Por hacer
En el texto sobre la cárcel franquista de Palma, ¿cuántos prisioneros llegó a confinar la nave al mismo tiempo?
+++ Fragmento del texto
Quien tenía 'suerte', era asesinado el primero. Los demás debían contemplar aguardando su turno. En numerosas ocasiones, los verdugos no anunciaban quién sería el siguiente: caminaban lentamente por la nave, entre los presos, haciendo amagos de aproximarse a uno u otro, mofándose del terror que emergía en sus rostros, para darse después la vuelta. Otros recibían la notificación de su fusilamiento apenas unas horas antes de llevarse a cabo y, para incrementar la tortura, dejaban espacios de una hora entre ejecución y ejecución mientras la angustia se apoderaba de los reclusos. En la mayoría de los casos, no les permitían despedirse de sus familiares. Si estos querían recuperar el cuerpo, debían hacerlo mediante soborno.
A mediados de 1936, un almacén de maderas situado en las céntricas Avenidas de Palma –desde donde la ciudad comenzó a expandirse tras el derribo de las murallas renacentistas que la cercaban hasta bien entrado el siglo XX– se convirtió en una de las prisiones más oscuras y trágicas de la represión franquista en Mallorca. Ubicada en el mismo lugar donde en la actualidad se levanta la popular sala Augusta –a la cárcel se entraba por el mismo acceso que cada año atraviesan miles de cinéfilos–, albergó durante cinco años a más de 2.000 presos, la mayoría vinculados a asociaciones obreras y partidos de izquierdas. La nave, de unos mil metros cuadrados, llegó a confinar al mismo tiempo, en un “ambiente nauseabundo”, a 1.004 prisioneros “dando incesantes vueltas por aquel antro”, como dejó constancia uno de los internos que permaneció tras sus rejas, el músico, escritor y político Lambert Juncosa.
++++++
+++ Material listado
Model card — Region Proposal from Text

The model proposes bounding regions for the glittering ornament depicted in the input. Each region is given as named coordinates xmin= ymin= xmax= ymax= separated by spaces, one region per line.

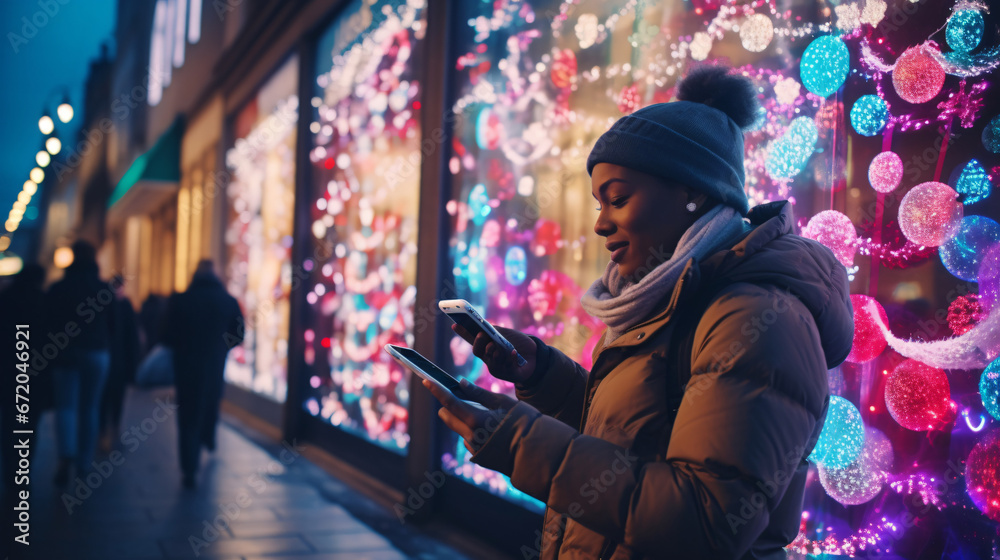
xmin=550 ymin=49 xmax=576 ymax=88
xmin=965 ymin=430 xmax=1000 ymax=521
xmin=892 ymin=46 xmax=944 ymax=103
xmin=976 ymin=243 xmax=1000 ymax=312
xmin=809 ymin=395 xmax=865 ymax=469
xmin=951 ymin=159 xmax=993 ymax=205
xmin=983 ymin=115 xmax=1000 ymax=154
xmin=740 ymin=14 xmax=774 ymax=52
xmin=861 ymin=0 xmax=887 ymax=27
xmin=979 ymin=358 xmax=1000 ymax=420
xmin=802 ymin=210 xmax=858 ymax=266
xmin=573 ymin=14 xmax=598 ymax=49
xmin=868 ymin=152 xmax=903 ymax=193
xmin=503 ymin=245 xmax=528 ymax=286
xmin=938 ymin=216 xmax=1000 ymax=282
xmin=690 ymin=31 xmax=712 ymax=60
xmin=799 ymin=35 xmax=850 ymax=97
xmin=899 ymin=181 xmax=963 ymax=247
xmin=944 ymin=10 xmax=986 ymax=52
xmin=774 ymin=78 xmax=802 ymax=105
xmin=885 ymin=360 xmax=954 ymax=432
xmin=834 ymin=3 xmax=861 ymax=31
xmin=764 ymin=117 xmax=819 ymax=179
xmin=948 ymin=294 xmax=984 ymax=336
xmin=847 ymin=294 xmax=889 ymax=364
xmin=819 ymin=427 xmax=893 ymax=506
xmin=851 ymin=95 xmax=889 ymax=136
xmin=618 ymin=84 xmax=642 ymax=115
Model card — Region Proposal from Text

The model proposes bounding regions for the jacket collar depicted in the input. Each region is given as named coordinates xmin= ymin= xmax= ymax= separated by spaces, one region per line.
xmin=592 ymin=200 xmax=794 ymax=352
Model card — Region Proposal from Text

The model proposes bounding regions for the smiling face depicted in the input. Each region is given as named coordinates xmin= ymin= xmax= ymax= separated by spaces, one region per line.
xmin=590 ymin=163 xmax=711 ymax=282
++++++
Respuesta completa
1.004 prisioneros.